_OBJECTIVE_
Locate each line in the rows below that contains the string "wooden", and copy those lines.

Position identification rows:
┄┄┄┄┄┄┄┄┄┄┄┄┄┄┄┄┄┄┄┄
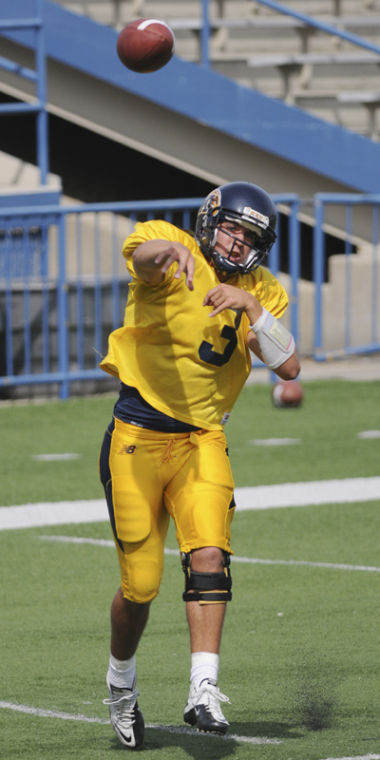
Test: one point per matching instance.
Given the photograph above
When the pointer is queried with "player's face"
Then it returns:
(234, 241)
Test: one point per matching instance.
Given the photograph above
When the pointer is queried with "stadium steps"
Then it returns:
(245, 35)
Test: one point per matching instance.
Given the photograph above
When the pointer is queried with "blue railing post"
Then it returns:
(318, 269)
(205, 34)
(42, 117)
(294, 266)
(62, 311)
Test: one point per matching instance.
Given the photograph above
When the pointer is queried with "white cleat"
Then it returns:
(126, 718)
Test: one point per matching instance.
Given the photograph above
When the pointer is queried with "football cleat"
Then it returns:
(126, 718)
(203, 708)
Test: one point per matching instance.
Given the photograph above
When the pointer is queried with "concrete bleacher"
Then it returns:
(276, 54)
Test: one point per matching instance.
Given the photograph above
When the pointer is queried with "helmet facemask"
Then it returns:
(256, 250)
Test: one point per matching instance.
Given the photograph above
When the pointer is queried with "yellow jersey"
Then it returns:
(184, 363)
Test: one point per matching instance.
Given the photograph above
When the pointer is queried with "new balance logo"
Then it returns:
(129, 449)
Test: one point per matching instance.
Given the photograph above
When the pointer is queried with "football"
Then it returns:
(145, 45)
(287, 393)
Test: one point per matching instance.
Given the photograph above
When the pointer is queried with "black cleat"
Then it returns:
(203, 708)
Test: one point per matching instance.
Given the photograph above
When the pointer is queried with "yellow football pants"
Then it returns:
(154, 475)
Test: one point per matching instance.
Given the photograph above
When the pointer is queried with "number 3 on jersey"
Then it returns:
(207, 353)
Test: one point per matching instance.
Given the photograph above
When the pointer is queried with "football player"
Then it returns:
(197, 305)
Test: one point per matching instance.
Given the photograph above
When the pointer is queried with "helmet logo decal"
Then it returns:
(213, 202)
(247, 211)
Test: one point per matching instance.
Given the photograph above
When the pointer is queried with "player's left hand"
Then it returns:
(226, 296)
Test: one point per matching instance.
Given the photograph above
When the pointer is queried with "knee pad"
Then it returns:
(206, 588)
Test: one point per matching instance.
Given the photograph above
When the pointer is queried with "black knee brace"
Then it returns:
(206, 588)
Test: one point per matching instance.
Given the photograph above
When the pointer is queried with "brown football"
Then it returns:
(287, 393)
(145, 45)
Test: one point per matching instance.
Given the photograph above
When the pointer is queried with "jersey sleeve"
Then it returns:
(157, 229)
(270, 293)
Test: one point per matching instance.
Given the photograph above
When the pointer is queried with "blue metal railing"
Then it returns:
(38, 76)
(371, 305)
(55, 318)
(279, 8)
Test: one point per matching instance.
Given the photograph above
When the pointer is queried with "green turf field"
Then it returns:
(300, 655)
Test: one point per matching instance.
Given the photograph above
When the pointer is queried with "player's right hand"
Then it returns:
(181, 254)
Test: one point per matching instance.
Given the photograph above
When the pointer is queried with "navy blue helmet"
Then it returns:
(245, 204)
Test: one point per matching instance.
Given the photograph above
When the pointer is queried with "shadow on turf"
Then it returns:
(199, 745)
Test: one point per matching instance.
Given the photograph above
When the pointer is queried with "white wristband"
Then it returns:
(275, 341)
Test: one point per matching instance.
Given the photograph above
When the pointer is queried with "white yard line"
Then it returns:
(355, 757)
(38, 712)
(246, 560)
(259, 497)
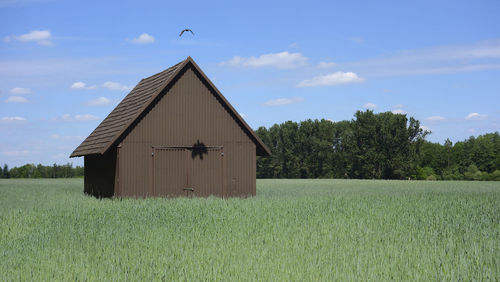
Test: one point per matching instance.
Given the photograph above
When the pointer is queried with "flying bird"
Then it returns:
(187, 29)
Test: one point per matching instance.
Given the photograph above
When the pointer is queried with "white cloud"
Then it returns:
(398, 111)
(66, 137)
(325, 65)
(20, 91)
(16, 153)
(335, 78)
(144, 39)
(477, 56)
(101, 101)
(80, 117)
(116, 86)
(12, 119)
(79, 85)
(16, 99)
(41, 37)
(370, 106)
(283, 101)
(476, 116)
(283, 60)
(435, 118)
(85, 117)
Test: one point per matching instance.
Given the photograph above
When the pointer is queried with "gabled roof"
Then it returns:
(138, 100)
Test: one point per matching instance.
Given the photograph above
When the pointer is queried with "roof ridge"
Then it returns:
(135, 104)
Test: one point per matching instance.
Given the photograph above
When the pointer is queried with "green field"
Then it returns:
(292, 230)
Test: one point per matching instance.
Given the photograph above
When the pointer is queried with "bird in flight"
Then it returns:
(187, 29)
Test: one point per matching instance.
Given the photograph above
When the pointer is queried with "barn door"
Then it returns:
(170, 172)
(188, 171)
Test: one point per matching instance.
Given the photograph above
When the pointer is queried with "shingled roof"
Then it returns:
(136, 102)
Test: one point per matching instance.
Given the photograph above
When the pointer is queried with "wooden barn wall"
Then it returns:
(187, 114)
(99, 174)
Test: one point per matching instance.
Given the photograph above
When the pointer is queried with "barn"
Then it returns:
(173, 135)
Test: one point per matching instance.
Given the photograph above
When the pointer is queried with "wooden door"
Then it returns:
(187, 171)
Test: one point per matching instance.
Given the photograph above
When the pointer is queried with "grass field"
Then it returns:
(292, 230)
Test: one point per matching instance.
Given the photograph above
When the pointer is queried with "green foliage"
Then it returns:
(372, 146)
(315, 230)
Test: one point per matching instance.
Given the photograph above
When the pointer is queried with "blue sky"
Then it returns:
(64, 65)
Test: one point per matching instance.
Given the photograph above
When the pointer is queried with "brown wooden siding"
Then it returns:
(187, 115)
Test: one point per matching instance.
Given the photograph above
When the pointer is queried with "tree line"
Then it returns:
(374, 146)
(41, 171)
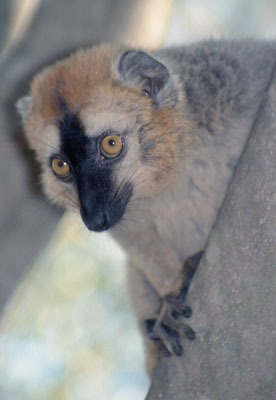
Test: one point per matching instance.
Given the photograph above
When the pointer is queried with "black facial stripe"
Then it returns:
(101, 205)
(74, 143)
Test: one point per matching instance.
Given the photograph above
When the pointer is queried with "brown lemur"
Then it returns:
(145, 144)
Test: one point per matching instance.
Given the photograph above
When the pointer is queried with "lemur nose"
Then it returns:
(98, 222)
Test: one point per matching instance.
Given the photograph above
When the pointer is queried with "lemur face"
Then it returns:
(105, 131)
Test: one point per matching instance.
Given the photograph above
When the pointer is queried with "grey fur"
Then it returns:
(220, 86)
(214, 90)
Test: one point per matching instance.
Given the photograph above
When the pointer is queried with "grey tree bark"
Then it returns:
(59, 27)
(233, 294)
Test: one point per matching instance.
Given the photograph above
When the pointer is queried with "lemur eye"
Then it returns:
(60, 168)
(111, 146)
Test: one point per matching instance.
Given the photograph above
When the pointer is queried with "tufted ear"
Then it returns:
(23, 107)
(138, 67)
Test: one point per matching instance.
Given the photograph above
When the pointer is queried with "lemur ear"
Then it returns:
(138, 67)
(23, 106)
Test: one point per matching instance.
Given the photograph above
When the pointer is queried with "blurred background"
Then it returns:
(67, 331)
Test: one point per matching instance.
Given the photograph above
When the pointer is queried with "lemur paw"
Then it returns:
(168, 328)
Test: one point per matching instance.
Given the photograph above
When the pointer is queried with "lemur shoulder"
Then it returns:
(144, 144)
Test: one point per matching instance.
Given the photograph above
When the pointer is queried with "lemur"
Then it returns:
(144, 144)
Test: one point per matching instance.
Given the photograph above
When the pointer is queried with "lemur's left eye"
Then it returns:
(111, 146)
(60, 168)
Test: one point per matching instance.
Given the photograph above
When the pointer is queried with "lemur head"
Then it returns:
(105, 127)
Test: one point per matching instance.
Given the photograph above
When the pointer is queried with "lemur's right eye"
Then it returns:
(60, 168)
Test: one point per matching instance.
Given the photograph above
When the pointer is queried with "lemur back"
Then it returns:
(144, 145)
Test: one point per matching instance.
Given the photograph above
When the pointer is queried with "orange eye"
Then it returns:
(60, 168)
(111, 146)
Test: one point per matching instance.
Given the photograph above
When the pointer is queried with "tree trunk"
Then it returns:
(233, 294)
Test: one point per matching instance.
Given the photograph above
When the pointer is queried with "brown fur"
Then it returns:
(181, 146)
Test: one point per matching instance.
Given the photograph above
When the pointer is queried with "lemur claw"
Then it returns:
(168, 327)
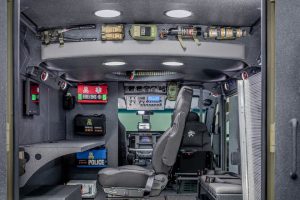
┄┄┄┄┄┄┄┄┄┄┄┄┄┄┄┄┄┄┄┄
_EXPECTED ANSWER_
When the pointer is queried with "wooden barn wall"
When the pointer is queried with "wooden door"
When the pointer is queried with "brown wooden siding"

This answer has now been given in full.